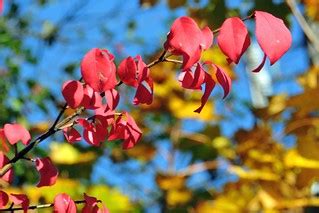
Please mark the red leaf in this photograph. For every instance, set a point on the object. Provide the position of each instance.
(125, 128)
(48, 172)
(15, 133)
(4, 198)
(64, 204)
(20, 199)
(90, 204)
(186, 39)
(207, 38)
(209, 86)
(128, 72)
(3, 142)
(192, 80)
(144, 92)
(272, 35)
(98, 70)
(8, 176)
(72, 92)
(96, 132)
(233, 38)
(112, 98)
(71, 135)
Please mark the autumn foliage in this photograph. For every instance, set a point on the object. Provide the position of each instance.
(97, 93)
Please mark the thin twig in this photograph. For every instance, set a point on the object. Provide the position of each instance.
(41, 206)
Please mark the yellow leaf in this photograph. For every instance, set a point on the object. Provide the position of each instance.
(114, 200)
(294, 159)
(168, 182)
(65, 153)
(176, 197)
(253, 174)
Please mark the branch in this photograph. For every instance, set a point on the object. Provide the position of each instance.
(312, 37)
(53, 129)
(41, 206)
(57, 126)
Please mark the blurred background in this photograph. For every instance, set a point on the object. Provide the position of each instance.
(255, 151)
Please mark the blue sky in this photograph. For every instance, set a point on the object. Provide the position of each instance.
(84, 33)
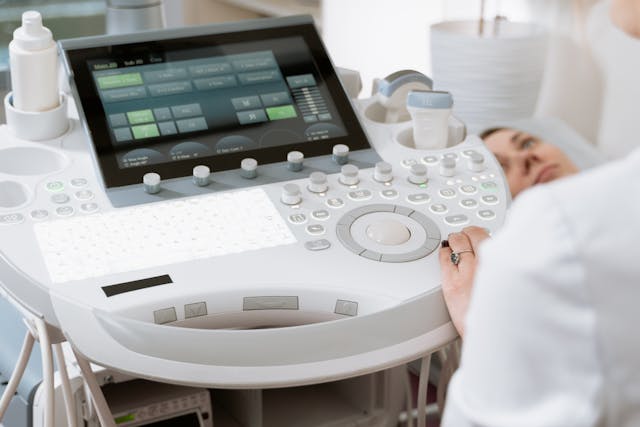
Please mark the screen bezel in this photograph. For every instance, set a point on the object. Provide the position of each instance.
(114, 176)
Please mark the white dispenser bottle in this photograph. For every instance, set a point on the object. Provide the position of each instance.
(33, 58)
(430, 111)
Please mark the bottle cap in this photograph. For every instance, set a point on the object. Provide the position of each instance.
(32, 35)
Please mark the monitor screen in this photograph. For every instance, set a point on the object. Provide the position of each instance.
(169, 105)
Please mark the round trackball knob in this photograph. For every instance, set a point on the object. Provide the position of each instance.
(317, 182)
(383, 172)
(349, 175)
(151, 182)
(291, 194)
(447, 167)
(201, 175)
(418, 174)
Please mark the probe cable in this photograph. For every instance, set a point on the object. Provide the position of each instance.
(12, 386)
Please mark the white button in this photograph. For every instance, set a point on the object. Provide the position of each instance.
(335, 203)
(468, 203)
(321, 214)
(64, 211)
(486, 214)
(318, 182)
(315, 229)
(291, 194)
(88, 207)
(39, 214)
(383, 172)
(349, 175)
(438, 208)
(84, 195)
(10, 219)
(359, 195)
(418, 198)
(448, 193)
(60, 198)
(297, 218)
(389, 194)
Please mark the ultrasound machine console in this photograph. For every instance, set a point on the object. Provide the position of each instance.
(219, 213)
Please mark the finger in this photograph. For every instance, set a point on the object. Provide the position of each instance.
(459, 242)
(446, 266)
(476, 236)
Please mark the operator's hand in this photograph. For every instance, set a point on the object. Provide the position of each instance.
(457, 280)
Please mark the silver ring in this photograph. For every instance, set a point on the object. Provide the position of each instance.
(455, 256)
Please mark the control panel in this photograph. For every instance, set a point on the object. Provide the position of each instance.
(274, 237)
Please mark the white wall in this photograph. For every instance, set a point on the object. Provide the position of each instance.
(378, 37)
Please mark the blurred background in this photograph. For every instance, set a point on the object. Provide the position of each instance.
(582, 84)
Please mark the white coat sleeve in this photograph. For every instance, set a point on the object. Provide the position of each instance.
(530, 356)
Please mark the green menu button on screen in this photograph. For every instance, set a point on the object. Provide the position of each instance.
(145, 131)
(283, 112)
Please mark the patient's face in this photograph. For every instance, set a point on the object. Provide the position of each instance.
(527, 160)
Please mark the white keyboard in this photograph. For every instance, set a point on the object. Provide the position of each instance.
(160, 233)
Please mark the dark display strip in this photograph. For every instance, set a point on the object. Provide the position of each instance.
(121, 288)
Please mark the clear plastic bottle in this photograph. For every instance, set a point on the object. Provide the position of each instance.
(33, 58)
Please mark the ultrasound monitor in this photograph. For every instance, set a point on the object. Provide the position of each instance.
(176, 99)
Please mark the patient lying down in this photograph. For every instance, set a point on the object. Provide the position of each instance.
(526, 161)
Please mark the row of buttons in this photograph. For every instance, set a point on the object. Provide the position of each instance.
(432, 160)
(42, 214)
(57, 186)
(61, 198)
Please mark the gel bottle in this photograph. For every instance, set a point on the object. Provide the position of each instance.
(33, 58)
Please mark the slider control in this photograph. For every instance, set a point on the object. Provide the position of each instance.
(201, 175)
(151, 182)
(248, 168)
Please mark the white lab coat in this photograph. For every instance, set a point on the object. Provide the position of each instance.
(552, 335)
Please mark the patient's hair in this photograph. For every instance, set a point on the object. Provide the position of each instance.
(487, 133)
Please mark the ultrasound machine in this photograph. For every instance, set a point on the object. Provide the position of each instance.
(217, 212)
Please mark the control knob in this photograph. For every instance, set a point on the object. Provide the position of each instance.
(294, 161)
(418, 174)
(476, 162)
(340, 154)
(448, 167)
(318, 182)
(201, 175)
(248, 168)
(151, 182)
(291, 194)
(383, 172)
(349, 175)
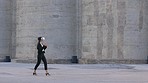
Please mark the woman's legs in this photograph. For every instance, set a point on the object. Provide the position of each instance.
(45, 62)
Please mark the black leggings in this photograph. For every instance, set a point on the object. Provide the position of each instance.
(43, 58)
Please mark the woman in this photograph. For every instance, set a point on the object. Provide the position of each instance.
(41, 50)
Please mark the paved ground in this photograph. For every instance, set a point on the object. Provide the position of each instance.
(73, 73)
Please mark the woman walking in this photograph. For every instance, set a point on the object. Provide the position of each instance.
(41, 46)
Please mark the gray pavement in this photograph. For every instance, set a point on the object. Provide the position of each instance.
(74, 73)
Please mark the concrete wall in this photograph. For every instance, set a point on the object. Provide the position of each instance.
(53, 19)
(97, 31)
(114, 31)
(5, 28)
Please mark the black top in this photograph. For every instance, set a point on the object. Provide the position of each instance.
(41, 49)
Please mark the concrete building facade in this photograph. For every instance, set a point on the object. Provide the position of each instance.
(96, 31)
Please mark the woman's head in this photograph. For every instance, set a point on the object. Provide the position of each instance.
(41, 39)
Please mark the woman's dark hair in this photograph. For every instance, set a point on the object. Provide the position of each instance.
(39, 38)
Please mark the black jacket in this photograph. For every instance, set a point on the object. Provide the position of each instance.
(41, 49)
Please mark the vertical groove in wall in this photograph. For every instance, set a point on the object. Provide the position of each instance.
(110, 24)
(13, 29)
(79, 27)
(141, 15)
(99, 17)
(121, 7)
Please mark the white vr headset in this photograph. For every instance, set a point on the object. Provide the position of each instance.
(43, 38)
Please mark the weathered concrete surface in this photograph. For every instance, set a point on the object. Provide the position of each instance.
(114, 31)
(22, 73)
(53, 19)
(97, 31)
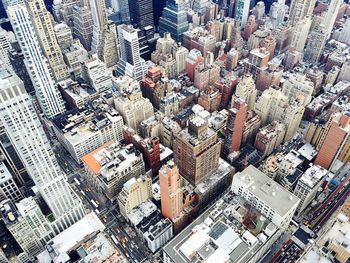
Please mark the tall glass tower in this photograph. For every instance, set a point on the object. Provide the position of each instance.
(174, 20)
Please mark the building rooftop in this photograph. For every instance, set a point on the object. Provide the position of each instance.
(77, 90)
(141, 212)
(155, 230)
(223, 169)
(217, 235)
(308, 151)
(79, 124)
(84, 241)
(111, 158)
(266, 189)
(63, 243)
(313, 175)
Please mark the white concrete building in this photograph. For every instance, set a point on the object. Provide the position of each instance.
(37, 65)
(135, 191)
(134, 108)
(295, 85)
(43, 24)
(130, 62)
(112, 165)
(8, 186)
(82, 131)
(95, 72)
(308, 185)
(74, 56)
(25, 130)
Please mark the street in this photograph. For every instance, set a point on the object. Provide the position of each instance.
(126, 238)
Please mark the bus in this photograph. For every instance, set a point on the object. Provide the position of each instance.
(114, 239)
(77, 181)
(94, 203)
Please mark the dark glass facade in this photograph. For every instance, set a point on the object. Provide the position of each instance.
(173, 20)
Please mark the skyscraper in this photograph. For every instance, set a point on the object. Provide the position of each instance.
(174, 19)
(83, 26)
(37, 65)
(197, 151)
(242, 11)
(42, 22)
(5, 46)
(130, 62)
(331, 15)
(300, 9)
(141, 13)
(277, 12)
(234, 127)
(25, 131)
(108, 51)
(315, 44)
(99, 16)
(171, 193)
(300, 33)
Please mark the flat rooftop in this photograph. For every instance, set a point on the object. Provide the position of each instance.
(217, 236)
(5, 174)
(266, 189)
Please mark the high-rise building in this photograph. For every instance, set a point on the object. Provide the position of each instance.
(235, 126)
(246, 91)
(308, 186)
(200, 6)
(300, 9)
(334, 141)
(269, 138)
(83, 26)
(17, 61)
(99, 17)
(174, 20)
(242, 8)
(25, 130)
(108, 51)
(331, 15)
(141, 13)
(343, 34)
(5, 46)
(257, 61)
(277, 12)
(37, 65)
(315, 44)
(196, 151)
(274, 105)
(134, 108)
(8, 186)
(134, 192)
(298, 85)
(95, 72)
(43, 25)
(130, 62)
(64, 35)
(142, 18)
(171, 193)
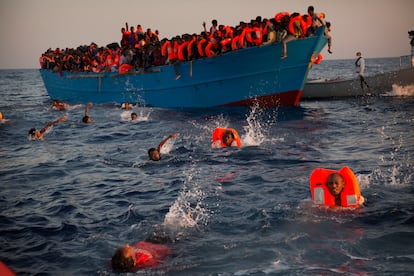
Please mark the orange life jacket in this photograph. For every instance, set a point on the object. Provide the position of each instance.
(218, 136)
(350, 195)
(200, 47)
(302, 25)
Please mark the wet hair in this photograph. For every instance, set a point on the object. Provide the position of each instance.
(227, 133)
(85, 119)
(120, 263)
(32, 131)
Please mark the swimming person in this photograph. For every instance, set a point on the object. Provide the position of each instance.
(360, 68)
(38, 134)
(86, 119)
(154, 153)
(140, 255)
(225, 137)
(335, 188)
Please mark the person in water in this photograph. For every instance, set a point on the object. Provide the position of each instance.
(140, 255)
(58, 105)
(154, 153)
(335, 188)
(86, 119)
(225, 137)
(38, 134)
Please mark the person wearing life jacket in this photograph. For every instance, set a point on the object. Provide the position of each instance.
(335, 188)
(297, 30)
(138, 256)
(225, 137)
(58, 105)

────

- PROBLEM TO WORK ON -
Write out exactly the final stretch of the records: the line containing "Please mark the orange" and every line after it, through the last, and nothing else.

- EXERCISE RESULT -
Please mark the orange life jacket in this photograph. For every instance, set a point on the object. Provide the position of each instance.
(218, 136)
(350, 195)
(200, 47)
(302, 25)
Please mark the wet hair in this photograph. For every instance, set a point on the object. Provide the position of each instance.
(227, 133)
(85, 119)
(120, 263)
(32, 131)
Please mark the swimming person in this photograph. For every instance, set a point on the object. Provide the position of each instance.
(360, 68)
(38, 134)
(86, 119)
(154, 153)
(140, 255)
(225, 137)
(335, 188)
Please mark the person in water in this photograph. For every instance, set a point on the object. Provide the position of each instance.
(140, 255)
(58, 105)
(154, 153)
(335, 188)
(86, 119)
(225, 137)
(38, 134)
Please mark the person wearing life jacket in this photograph. For every instance, set a point on the object. Provide the position of each instance.
(335, 188)
(297, 30)
(138, 256)
(225, 137)
(58, 105)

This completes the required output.